### Brief 1
Gather every line of the entries below that contains the word "blue", treating case as significant.

### Provided text
○ ○ ○ ○ ○ ○ ○
# N scale steam locos using DCC



## David-Stockwell (Sep 21, 2010)

For all you folks that have N scale engines with DCC! I have a question?
How reliable are the engines using DCC?? compared with DC types. I have had many DC steam locos in the past and had no problems with them.:thumbsup: DCC is so common now, I was wondering if there are more problems with them using DCC.:dunno:
I know a layout is easier to wire with DCC but my main concern is the performance and reliability of the DCC. I will never take apart an engine and was curious about the cost to repair a DCC equipped locomotive??:dunno:
Thanks much, Dave


----------



## jdguil (Aug 6, 2013)

I have the same question. I like the small steam engines, and would like to go DCC. I have a Bachmann 2-6-0 that is DCC and it runs great on plain DC, but that is the smallest steam engine I've seen with DCC. I also have a 4-4-0 Atlas DC, but have not seen any information on how to convert it to DCC. 

Has anyone converted any N scale 4-4-0s or other small steamers to DCC, or is there a commercial source for them, or for decoders? Before I make the switch I would like to know if it is even possible to fit DCC in the small N scale steam engines.


----------



## Brakeman Jake (Mar 8, 2009)

Reliability isn't an issue any more than with any other scale,if you can fit a decoder into it,it will run just as nicely and reliably as with DC.However,don't expect a poor DC running loco to run better with DCC...it will be even worse as DCC is more affected by poor connections and current flaws.

DCC decoders are now pretty reliable though,like any technology,failures may happen.But often times,decoder "cook off" will be caused by an external cause like a too power hungry motor or a short.The bright side is that for small steamers,a quite basic decoder will get the job done at very low cost.

The biggest problem with small steamers is availability.Not that many models offered at all in the smaller sizes and yet,in many cases,they're so small that you can't fit a decoder into it anyway unless you replace their tenders with larger ones.

Most smaller steamers I know of were made by Mintrix twenty + years ago and though they were quite reliable,they weren't designed with DCC in mind and are tough retrofit,if at all possible.Hopefully,more small steamers will be developed and come either "DCC equipped" or "DCC ready".Unfortunately,manufacturers won't give it a thought until sales expectations arise.


----------
○ ○ ○ ○ ○ ○ ○
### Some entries
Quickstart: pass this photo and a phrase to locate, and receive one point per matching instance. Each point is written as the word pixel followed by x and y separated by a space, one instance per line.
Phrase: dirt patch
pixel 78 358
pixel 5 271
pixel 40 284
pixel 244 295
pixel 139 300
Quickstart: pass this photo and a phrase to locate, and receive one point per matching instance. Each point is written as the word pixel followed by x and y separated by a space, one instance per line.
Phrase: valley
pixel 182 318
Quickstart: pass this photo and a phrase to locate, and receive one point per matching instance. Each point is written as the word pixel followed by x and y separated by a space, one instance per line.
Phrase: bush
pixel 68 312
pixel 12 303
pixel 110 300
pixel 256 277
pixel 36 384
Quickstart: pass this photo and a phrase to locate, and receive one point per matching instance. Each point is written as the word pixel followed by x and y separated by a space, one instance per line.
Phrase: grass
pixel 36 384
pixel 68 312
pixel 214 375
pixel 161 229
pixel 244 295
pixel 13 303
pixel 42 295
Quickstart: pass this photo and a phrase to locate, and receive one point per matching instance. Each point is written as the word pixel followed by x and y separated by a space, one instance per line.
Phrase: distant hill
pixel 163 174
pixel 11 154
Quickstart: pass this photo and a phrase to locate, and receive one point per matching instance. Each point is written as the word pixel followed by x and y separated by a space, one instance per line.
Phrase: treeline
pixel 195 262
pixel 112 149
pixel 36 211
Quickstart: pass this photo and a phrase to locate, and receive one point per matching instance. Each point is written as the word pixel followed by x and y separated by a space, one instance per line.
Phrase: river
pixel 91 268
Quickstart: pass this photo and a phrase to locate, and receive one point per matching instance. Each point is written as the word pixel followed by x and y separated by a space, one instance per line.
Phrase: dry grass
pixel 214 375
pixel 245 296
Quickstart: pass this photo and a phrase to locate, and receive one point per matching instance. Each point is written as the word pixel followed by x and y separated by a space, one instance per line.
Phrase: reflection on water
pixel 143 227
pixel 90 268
○ ○ ○ ○ ○ ○ ○
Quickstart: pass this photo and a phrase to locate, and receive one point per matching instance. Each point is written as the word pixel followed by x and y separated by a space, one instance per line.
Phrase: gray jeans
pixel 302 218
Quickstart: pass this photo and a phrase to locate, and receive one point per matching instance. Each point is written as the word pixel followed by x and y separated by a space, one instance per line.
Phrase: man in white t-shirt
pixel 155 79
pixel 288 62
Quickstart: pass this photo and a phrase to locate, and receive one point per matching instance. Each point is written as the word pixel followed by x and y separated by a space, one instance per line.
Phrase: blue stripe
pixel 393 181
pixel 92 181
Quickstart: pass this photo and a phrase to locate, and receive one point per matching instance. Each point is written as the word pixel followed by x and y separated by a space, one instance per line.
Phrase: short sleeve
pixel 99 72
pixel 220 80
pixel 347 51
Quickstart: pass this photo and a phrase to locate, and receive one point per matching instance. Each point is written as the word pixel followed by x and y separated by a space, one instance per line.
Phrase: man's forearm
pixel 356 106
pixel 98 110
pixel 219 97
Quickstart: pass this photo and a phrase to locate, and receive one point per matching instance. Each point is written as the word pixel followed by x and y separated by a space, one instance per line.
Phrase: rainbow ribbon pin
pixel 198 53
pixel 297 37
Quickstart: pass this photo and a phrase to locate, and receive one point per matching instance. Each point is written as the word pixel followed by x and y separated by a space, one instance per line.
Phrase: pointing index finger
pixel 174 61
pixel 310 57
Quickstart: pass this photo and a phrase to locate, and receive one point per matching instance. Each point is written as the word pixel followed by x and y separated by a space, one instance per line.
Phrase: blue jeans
○ ○ ○ ○ ○ ○ ○
### Brief 2
Please rewrite the part of the DCC thread above starting at "## Brakeman Jake" and ending at "and current flaws.", replacing "decoder" with "chip".

### Correct response 1
Phrase: blue stripe
Phrase: blue jeans

### Correct response 2
## Brakeman Jake (Mar 8, 2009)

Reliability isn't an issue any more than with any other scale,if you can fit a chip into it,it will run just as nicely and reliably as with DC.However,don't expect a poor DC running loco to run better with DCC...it will be even worse as DCC is more affected by poor connections and current flaws.